== DATA ENTRIES

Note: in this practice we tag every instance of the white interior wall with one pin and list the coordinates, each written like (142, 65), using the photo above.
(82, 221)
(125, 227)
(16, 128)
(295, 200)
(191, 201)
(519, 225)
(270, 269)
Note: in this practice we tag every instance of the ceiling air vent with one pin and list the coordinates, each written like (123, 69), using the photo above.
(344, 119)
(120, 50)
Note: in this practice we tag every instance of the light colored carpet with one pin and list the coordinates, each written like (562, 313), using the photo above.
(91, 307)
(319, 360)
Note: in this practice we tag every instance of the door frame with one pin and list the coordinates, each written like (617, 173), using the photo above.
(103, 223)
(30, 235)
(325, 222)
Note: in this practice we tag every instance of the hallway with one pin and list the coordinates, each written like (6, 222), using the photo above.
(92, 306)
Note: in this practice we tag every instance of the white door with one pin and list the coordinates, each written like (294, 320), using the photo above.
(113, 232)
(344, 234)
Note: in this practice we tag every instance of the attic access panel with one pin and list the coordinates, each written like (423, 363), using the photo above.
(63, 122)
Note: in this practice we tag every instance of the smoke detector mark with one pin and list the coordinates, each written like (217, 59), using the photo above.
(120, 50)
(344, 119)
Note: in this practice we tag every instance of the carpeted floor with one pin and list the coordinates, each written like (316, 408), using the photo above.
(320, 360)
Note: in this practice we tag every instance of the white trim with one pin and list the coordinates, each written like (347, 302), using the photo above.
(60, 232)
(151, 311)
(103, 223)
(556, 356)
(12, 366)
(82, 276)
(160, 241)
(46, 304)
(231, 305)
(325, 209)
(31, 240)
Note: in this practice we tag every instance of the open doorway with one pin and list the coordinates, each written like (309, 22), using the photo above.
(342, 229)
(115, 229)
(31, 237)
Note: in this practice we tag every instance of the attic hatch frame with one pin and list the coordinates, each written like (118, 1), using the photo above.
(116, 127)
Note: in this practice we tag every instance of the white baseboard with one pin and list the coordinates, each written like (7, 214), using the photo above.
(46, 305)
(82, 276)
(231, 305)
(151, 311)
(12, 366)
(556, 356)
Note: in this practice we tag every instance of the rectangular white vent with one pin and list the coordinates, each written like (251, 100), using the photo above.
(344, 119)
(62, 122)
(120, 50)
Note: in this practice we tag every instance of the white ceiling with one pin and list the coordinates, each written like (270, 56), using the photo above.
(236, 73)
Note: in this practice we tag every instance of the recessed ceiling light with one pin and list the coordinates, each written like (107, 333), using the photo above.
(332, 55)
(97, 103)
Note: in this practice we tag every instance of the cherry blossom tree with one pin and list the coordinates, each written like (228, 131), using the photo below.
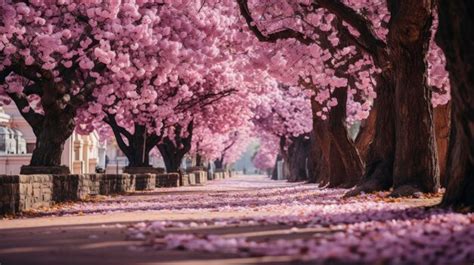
(49, 66)
(454, 36)
(395, 157)
(285, 114)
(172, 62)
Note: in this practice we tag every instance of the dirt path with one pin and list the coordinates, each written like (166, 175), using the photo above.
(95, 232)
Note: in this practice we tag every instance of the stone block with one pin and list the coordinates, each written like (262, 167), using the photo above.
(167, 180)
(145, 181)
(144, 170)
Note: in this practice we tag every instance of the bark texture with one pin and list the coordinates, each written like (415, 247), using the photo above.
(340, 165)
(137, 145)
(455, 37)
(173, 152)
(442, 117)
(298, 153)
(416, 164)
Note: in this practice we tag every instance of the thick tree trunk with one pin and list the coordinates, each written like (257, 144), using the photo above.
(366, 135)
(172, 155)
(50, 138)
(275, 168)
(442, 120)
(172, 163)
(340, 165)
(298, 152)
(380, 155)
(456, 28)
(219, 163)
(138, 144)
(138, 155)
(199, 162)
(415, 167)
(174, 152)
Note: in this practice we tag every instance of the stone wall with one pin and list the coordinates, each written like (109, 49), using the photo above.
(167, 180)
(24, 192)
(200, 177)
(115, 184)
(145, 181)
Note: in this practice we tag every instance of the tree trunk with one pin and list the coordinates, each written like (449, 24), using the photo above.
(298, 152)
(380, 156)
(172, 162)
(366, 135)
(456, 28)
(56, 128)
(174, 152)
(172, 155)
(199, 162)
(340, 165)
(415, 167)
(275, 168)
(219, 163)
(137, 154)
(442, 119)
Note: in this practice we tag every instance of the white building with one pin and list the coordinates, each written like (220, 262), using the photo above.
(82, 154)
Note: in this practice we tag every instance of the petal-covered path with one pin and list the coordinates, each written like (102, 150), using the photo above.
(243, 220)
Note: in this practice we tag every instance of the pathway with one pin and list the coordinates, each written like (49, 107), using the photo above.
(243, 220)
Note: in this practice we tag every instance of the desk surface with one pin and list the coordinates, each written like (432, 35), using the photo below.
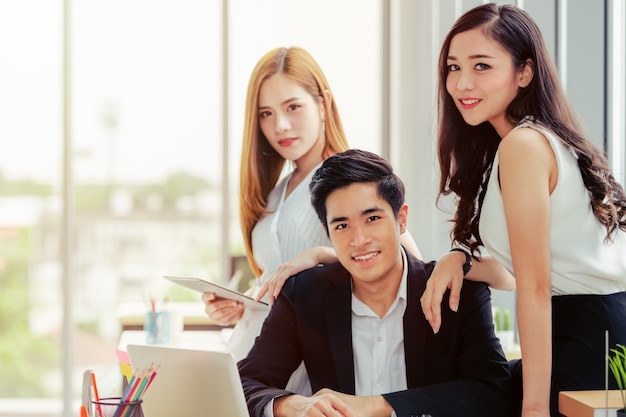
(589, 403)
(197, 339)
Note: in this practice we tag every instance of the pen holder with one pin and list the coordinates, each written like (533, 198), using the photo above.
(114, 407)
(157, 325)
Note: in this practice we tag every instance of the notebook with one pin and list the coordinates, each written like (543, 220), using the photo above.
(190, 383)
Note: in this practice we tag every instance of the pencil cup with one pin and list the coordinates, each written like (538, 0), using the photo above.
(113, 407)
(157, 325)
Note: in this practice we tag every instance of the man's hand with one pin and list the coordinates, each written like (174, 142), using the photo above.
(360, 406)
(320, 405)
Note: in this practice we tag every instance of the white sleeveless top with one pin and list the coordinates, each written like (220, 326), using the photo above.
(581, 262)
(290, 228)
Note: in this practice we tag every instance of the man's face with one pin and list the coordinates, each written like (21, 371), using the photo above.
(365, 233)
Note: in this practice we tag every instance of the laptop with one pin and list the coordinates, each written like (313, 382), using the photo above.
(190, 383)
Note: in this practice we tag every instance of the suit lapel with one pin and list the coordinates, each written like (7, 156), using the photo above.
(339, 322)
(415, 325)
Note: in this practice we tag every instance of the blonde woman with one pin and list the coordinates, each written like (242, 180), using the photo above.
(291, 118)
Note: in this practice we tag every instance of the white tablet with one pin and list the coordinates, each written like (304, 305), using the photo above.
(219, 290)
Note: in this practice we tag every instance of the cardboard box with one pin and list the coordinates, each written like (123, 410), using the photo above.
(589, 403)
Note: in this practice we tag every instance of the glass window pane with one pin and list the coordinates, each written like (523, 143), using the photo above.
(30, 202)
(147, 154)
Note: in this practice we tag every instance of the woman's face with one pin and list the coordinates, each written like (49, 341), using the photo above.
(291, 120)
(482, 79)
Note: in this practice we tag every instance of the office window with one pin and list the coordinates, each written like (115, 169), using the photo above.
(146, 158)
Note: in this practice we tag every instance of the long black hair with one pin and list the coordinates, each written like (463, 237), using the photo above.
(466, 152)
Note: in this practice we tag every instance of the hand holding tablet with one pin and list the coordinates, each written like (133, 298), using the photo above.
(219, 290)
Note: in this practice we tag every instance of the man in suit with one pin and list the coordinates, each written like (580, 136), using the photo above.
(358, 326)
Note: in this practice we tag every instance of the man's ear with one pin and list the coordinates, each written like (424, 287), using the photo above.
(526, 74)
(403, 214)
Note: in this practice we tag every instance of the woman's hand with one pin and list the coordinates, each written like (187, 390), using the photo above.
(222, 311)
(307, 259)
(447, 274)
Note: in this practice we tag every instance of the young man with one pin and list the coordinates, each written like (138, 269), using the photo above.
(357, 324)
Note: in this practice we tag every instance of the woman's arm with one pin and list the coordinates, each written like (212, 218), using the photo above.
(448, 274)
(528, 175)
(315, 256)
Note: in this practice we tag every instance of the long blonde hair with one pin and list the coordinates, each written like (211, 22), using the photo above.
(261, 165)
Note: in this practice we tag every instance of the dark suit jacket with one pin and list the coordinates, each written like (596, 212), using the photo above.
(460, 371)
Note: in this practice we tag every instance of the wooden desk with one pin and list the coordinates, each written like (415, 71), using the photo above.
(589, 403)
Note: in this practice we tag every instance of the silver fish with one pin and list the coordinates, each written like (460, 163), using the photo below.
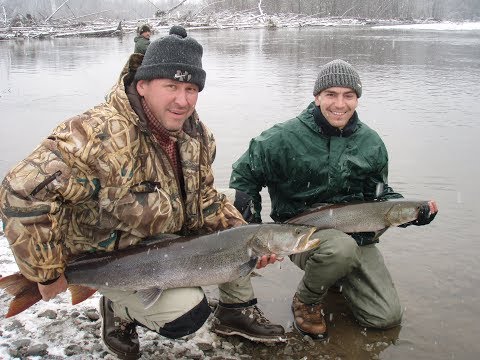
(369, 216)
(171, 262)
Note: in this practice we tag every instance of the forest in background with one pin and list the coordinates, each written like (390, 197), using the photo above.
(406, 10)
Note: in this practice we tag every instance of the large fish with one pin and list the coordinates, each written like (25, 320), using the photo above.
(171, 262)
(369, 216)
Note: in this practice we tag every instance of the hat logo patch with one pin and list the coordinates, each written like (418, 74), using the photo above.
(185, 76)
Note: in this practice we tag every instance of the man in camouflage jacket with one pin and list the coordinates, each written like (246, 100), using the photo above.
(135, 166)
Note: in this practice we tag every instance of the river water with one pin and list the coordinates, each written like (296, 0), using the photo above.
(420, 93)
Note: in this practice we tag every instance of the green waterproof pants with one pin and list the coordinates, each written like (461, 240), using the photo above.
(360, 271)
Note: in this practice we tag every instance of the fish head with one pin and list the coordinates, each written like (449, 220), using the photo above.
(403, 211)
(284, 239)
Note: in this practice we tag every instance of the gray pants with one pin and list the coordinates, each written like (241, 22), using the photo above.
(359, 270)
(172, 304)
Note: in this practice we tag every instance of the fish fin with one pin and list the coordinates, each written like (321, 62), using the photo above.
(158, 239)
(317, 206)
(148, 297)
(25, 291)
(379, 233)
(247, 267)
(80, 293)
(255, 274)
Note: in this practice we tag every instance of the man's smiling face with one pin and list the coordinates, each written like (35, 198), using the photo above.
(337, 105)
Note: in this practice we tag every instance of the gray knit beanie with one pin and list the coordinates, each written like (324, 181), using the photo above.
(337, 73)
(175, 56)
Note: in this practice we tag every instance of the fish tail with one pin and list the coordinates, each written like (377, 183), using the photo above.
(80, 293)
(25, 293)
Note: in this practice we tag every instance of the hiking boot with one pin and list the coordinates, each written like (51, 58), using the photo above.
(248, 321)
(119, 335)
(308, 319)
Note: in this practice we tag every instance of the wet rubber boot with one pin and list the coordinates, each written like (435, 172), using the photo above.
(120, 336)
(308, 319)
(248, 321)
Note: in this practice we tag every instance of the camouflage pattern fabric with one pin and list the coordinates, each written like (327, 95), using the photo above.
(101, 182)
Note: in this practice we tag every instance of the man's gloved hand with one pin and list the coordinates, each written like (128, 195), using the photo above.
(426, 214)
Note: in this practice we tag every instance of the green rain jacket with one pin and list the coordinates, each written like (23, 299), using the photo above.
(301, 166)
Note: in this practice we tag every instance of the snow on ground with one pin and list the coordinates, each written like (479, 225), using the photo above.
(57, 329)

====

*WHAT YOU NEED TO DO*
Reproduce only the lines between the line containing "183), using the photo above." and the last line of the records, those two lines included, exactly.

*RESULT OF THIS TASK*
Note: in this practice we tag every instance of the fish tail with one pin and list the coordinates, each written like (377, 183), using the photo above.
(80, 293)
(25, 293)
Note: in this practice we tag every instance of the hiking boot with one pin and list the coordinates, each written like (51, 58), using the photo above.
(248, 321)
(119, 335)
(308, 319)
Note: in this practice we tag every instance of the wet rubber boot with one pin and list the coordinates, each written like (435, 172), using the photo above.
(120, 336)
(308, 319)
(248, 321)
Note: in this practice we tag every instance of the camouflage pattern fabric with one pin and list the coordinates, each written like (327, 95), using the photo above.
(101, 182)
Note: in this practice we tag every instance of the man's gloved hand with one pin and list the coordinates, each written like (128, 195), using the photo above.
(426, 214)
Note: in this practice we tag every instance of the green rain jacket with one pin and list the coordinates, each written like (23, 299), using the photo above.
(301, 166)
Note: in this practice we tag every instance of the snow on ground with one pin and list the coordinates, each written like (479, 225), using the photo above.
(57, 329)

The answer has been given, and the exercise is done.